## START

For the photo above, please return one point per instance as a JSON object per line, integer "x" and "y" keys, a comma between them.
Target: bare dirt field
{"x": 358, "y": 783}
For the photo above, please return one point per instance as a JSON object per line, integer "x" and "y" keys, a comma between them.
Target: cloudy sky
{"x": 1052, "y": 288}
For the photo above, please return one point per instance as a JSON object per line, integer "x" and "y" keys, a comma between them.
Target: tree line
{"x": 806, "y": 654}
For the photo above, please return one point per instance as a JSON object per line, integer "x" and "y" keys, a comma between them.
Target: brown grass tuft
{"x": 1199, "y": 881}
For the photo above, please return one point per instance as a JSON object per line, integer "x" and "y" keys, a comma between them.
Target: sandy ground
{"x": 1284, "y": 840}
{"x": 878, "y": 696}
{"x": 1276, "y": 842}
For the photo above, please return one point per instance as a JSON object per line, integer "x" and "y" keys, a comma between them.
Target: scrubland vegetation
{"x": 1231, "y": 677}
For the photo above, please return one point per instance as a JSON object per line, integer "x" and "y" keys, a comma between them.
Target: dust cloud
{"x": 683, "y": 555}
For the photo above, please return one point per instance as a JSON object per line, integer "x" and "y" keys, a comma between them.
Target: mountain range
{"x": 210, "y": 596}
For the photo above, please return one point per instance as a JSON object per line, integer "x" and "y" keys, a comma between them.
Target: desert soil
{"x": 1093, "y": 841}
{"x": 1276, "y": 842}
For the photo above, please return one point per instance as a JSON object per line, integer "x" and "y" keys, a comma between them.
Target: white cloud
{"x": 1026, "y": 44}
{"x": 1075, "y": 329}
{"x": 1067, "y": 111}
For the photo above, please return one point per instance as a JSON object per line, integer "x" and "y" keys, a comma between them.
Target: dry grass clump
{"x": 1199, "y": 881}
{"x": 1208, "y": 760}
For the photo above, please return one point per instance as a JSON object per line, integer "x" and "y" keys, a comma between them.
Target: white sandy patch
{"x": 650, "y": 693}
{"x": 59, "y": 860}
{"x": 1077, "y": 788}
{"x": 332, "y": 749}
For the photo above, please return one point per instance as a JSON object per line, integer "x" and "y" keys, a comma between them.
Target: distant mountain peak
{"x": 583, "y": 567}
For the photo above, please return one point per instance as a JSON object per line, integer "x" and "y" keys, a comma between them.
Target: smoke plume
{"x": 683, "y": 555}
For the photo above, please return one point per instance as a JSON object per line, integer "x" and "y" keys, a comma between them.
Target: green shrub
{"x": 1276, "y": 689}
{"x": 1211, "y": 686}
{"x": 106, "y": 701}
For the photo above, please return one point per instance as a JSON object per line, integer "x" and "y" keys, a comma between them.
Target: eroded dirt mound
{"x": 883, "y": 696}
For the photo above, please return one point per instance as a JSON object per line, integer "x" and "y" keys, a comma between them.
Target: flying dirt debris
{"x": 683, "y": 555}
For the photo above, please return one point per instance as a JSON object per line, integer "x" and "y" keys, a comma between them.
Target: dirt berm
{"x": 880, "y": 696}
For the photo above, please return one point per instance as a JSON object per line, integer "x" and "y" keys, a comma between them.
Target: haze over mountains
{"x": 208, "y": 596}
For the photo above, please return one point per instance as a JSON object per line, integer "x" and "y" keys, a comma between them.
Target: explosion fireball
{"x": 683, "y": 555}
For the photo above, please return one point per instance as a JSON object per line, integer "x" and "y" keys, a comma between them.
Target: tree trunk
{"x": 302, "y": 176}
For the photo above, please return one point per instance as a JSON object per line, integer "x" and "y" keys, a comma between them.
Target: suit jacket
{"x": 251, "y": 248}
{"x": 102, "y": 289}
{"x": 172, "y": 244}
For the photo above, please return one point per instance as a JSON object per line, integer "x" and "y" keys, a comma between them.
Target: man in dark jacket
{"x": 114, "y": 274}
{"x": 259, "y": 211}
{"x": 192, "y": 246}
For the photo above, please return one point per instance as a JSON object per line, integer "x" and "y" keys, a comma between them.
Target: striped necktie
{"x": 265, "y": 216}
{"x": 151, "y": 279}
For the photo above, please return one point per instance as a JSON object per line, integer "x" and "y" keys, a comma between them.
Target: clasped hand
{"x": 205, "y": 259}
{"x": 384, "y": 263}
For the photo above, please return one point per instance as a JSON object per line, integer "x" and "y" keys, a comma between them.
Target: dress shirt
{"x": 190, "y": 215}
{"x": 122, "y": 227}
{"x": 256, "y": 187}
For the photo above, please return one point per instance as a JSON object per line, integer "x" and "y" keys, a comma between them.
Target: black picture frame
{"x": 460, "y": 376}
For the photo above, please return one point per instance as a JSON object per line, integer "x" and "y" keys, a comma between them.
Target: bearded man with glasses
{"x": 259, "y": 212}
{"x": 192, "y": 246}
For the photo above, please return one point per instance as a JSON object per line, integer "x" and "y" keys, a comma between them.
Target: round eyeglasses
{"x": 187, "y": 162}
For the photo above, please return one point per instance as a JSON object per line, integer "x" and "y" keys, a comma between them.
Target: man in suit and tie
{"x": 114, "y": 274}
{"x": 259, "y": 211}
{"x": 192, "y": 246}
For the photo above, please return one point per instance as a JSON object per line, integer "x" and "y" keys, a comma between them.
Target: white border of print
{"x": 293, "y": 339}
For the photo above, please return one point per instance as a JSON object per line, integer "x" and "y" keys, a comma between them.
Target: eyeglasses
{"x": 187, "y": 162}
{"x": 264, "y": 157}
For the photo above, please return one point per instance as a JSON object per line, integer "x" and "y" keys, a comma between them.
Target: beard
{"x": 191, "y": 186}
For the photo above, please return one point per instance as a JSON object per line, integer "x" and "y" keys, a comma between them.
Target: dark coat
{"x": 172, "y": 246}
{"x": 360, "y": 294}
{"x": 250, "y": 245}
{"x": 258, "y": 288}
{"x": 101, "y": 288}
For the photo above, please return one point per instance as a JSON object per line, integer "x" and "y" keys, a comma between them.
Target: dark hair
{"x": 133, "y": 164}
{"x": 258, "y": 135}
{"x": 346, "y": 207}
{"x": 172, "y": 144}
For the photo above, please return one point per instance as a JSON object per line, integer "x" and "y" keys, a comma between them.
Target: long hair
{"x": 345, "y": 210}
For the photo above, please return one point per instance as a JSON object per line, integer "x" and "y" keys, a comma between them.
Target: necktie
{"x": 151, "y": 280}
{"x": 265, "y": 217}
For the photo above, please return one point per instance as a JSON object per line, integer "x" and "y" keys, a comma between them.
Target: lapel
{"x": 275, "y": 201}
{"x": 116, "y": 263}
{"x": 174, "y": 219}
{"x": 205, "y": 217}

## END

Transcribe each record exactly. Leave nothing out.

For the photo above, please return one point per instance as a JSON object per line, integer "x" and "y" keys, a comma between them.
Target: bare dirt field
{"x": 358, "y": 783}
For the photo above, please return one point per instance as a JSON object per line, integer "x" and "y" keys, a comma between them.
Target: cloudy sky
{"x": 1052, "y": 288}
For the photo above, please return one point per instance as a JSON object per line, integer "x" and "y" keys, a comma between them.
Target: tree line
{"x": 806, "y": 654}
For the photo above, please return one point per instance as a JSON object per line, integer "x" and "y" keys, a comma between them.
Target: brown grass tuft
{"x": 1199, "y": 881}
For the photo above, please return one point per instance as a JSON object per line, integer "x" and "y" keys, a comma between them.
Target: sandy ground
{"x": 1284, "y": 840}
{"x": 878, "y": 696}
{"x": 1276, "y": 842}
For the photo above, please return one point per instance as a JSON object per line, integer "x" and "y" keys, a comma between them.
Target: scrubland vegetation
{"x": 1231, "y": 677}
For the photo above, please return one point per instance as a JSON object per line, integer "x" and "y" keys, a comma between them.
Target: dust cloud
{"x": 683, "y": 555}
For the photo above, please return one point per instance as a JSON object per line, integer "x" and "y" keys, a comma between them.
Target: mountain range
{"x": 210, "y": 596}
For the photo above, please return one point per instance as a JSON object per line, integer "x" and "y" keys, a comma between them.
Target: desert soil
{"x": 1093, "y": 841}
{"x": 1276, "y": 842}
For the photo above, please return one point per instance as a JSON object per line, integer "x" and "y" keys, a comma between them.
Target: white cloud
{"x": 1026, "y": 44}
{"x": 1075, "y": 329}
{"x": 1067, "y": 111}
For the photo above, please return one point per instance as a JSON object per line, integer "x" and "y" keys, a comma between them.
Target: dry grass clump
{"x": 1199, "y": 881}
{"x": 1208, "y": 760}
For the photo above, please return one point per instance as a JSON object per line, integer "x" and "y" keys, a comma between them.
Target: white sandy patch
{"x": 650, "y": 693}
{"x": 59, "y": 860}
{"x": 1077, "y": 788}
{"x": 332, "y": 749}
For the photo above, please return one point per instance as a JSON object per line, integer "x" and "y" keys, a comma between them.
Target: distant mountain peak
{"x": 583, "y": 567}
For the photo above, please return one point per instance as a JSON object per line, integer "x" and "y" keys, a comma between them.
Target: smoke plume
{"x": 683, "y": 555}
For the photo above, please return one point per instance as a JSON object per line, integer "x" and "y" keys, a comma between them.
Target: green shrub
{"x": 1276, "y": 689}
{"x": 1211, "y": 686}
{"x": 106, "y": 701}
For the photo above, please return one point per instance as a JSON object per line, integer "x" and "y" keys, a comma between them.
Target: eroded dirt mound
{"x": 883, "y": 696}
For the photo above, please return one point per instance as a JSON object per line, integer "x" and "y" keys, a comma between them.
Target: flying dirt debris
{"x": 683, "y": 555}
For the photo above, please return one point per instance as a JSON object per line, integer "x" and "y" keys, a comma between them.
Target: dirt berm
{"x": 880, "y": 696}
For the photo above, please return one point per instance as a JSON object per line, integer "x" and "y" keys, a comma between them.
Target: haze over mountains
{"x": 208, "y": 596}
For the photo above, please return one point per instance as a JSON object per line, integer "x" and "y" keys, a comma between them.
Target: explosion fireball
{"x": 683, "y": 555}
For the photo above, please return one point per instance as a JSON object per line, integer "x" and "y" keys, a comma between them.
Target: tree trunk
{"x": 302, "y": 176}
For the photo above, please return one point per instance as a JSON object per line, integer "x" and "y" keys, a comma between them.
Target: suit jacket
{"x": 251, "y": 248}
{"x": 102, "y": 289}
{"x": 172, "y": 244}
For the photo above, please return one point per instance as a JSON object per line, integer "x" and "y" keys, a comma between them.
Target: man in dark jacket
{"x": 114, "y": 274}
{"x": 259, "y": 211}
{"x": 192, "y": 246}
For the photo above, please return one point per instance as a JSON object per line, integer "x" and "y" keys, a comma between them.
Target: striped necktie
{"x": 265, "y": 216}
{"x": 151, "y": 279}
For the photo above, please return one point per instance as a JSON object per line, integer "x" and "y" keys, a comma between them.
Target: clasped hand
{"x": 205, "y": 259}
{"x": 384, "y": 263}
For the photo above, please return one point per instance as a JSON object per line, integer "x" and "y" keys, a comma between them.
Target: dress shirt
{"x": 190, "y": 215}
{"x": 122, "y": 227}
{"x": 256, "y": 187}
For the photo above, please return one point per instance as a JSON object per line, integer "x" and "y" keys, a comma between them.
Target: black picture frame
{"x": 460, "y": 376}
For the photo above, please return one point per instance as a JSON object per line, integer "x" and "y" keys, a comma between them.
Target: bearded man with glasses
{"x": 259, "y": 212}
{"x": 192, "y": 246}
For the photo above, please return one point per instance as a JSON object per line, integer "x" and "y" keys, a comma between them.
Target: round eyeglasses
{"x": 187, "y": 162}
For the photo above, please return one point per instance as a JSON object per line, integer "x" and "y" keys, a comma between them.
Target: man in suit and tie
{"x": 114, "y": 274}
{"x": 259, "y": 211}
{"x": 192, "y": 246}
For the photo above, please return one point per instance as a JSON object per line, integer "x" and "y" keys, a comma between them.
Target: white border of print
{"x": 293, "y": 339}
For the photo above, please return one point per instance as a JSON object per line, integer "x" and "y" keys, a comma between them.
Target: eyeglasses
{"x": 187, "y": 162}
{"x": 264, "y": 157}
For the photo above, please return one point per instance as a JSON object per line, integer "x" and "y" keys, a comma between them.
Target: beard
{"x": 191, "y": 186}
For the photo above, please return one point per instance as a JSON object per line, integer "x" and "y" keys, a comma between them.
Target: dark coat
{"x": 172, "y": 246}
{"x": 360, "y": 294}
{"x": 250, "y": 245}
{"x": 258, "y": 288}
{"x": 101, "y": 288}
For the photo above, please return one point per instance as a JSON object per line, integer "x" and "y" keys, a comma between them.
Target: dark hair
{"x": 133, "y": 164}
{"x": 258, "y": 135}
{"x": 346, "y": 207}
{"x": 172, "y": 144}
For the photo above, please return one point per instance as a JSON object per line, integer "x" and "y" keys, a comma between them.
Target: long hair
{"x": 345, "y": 210}
For the photo above, please return one point per instance as a JSON object per line, integer "x" and "y" keys, a comma between them.
Target: necktie
{"x": 151, "y": 280}
{"x": 265, "y": 217}
For the photo above, please return one point per instance as a JSON object per line, integer "x" and "y" keys, a comma between them.
Target: lapel
{"x": 275, "y": 201}
{"x": 116, "y": 263}
{"x": 174, "y": 219}
{"x": 205, "y": 217}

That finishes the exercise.